• _The task_:
In the text on anonymizing test data, what does "linkability" refer to?

• _Text excerpt_:
Also in the context of testing - more specifically, if you want to use productive data for testing - one has to follow these strict regulations or anonymize the data. Data anonymisation and pseudonymisation are encouraged by the regulation but may be not in all circumstances possible due to the nature of the test data we need e.g. demographic related test data. If one decide to use productive data, a proper anonymization is very important but is also very difficult. The Article 29 consider three risks concerning data anonymization

  • Singling out, refers to the possibility to isolate some or all records which identify an individual in the dataset
  • Linkability, refers to the ability to link (at least) two records concerning the same data subject or a group of data subjects
  • Inference, refers to the possibility to deduce, with significant probability, the value of an attribute from the values of a set of other attributes

There exist a variety of different anonymization techniques which. The DATA PROTECTION WORKING PARTY analyses the effectiveness and limits of existing anonymization techniques against the EU legal background. The also provide recommendations to handle the different techniques in relation to the residual risk of identification after applying these techniques. Their findings are provided in the following article and shall be considered for data anonymization: http://ec.europa.eu/justice/data-protection/article-29/documentation/opinion-recommendation/files/2014/wp216_en.pdf

I will not go into the detail of the different techniques, but I would like to mention the following table out of the article which makes clear that a certain technique does not necessarily eliminate all risks for data identification:

Technique Is Singling out still a risk? Is Linkability still a risk? Is Inference still a risk?

• _Input data_:
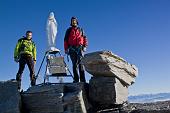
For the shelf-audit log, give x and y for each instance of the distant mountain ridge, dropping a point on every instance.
(147, 98)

• _Answer to this task_:
The ability to link at least two records concerning the same data subject or a group of data subjects.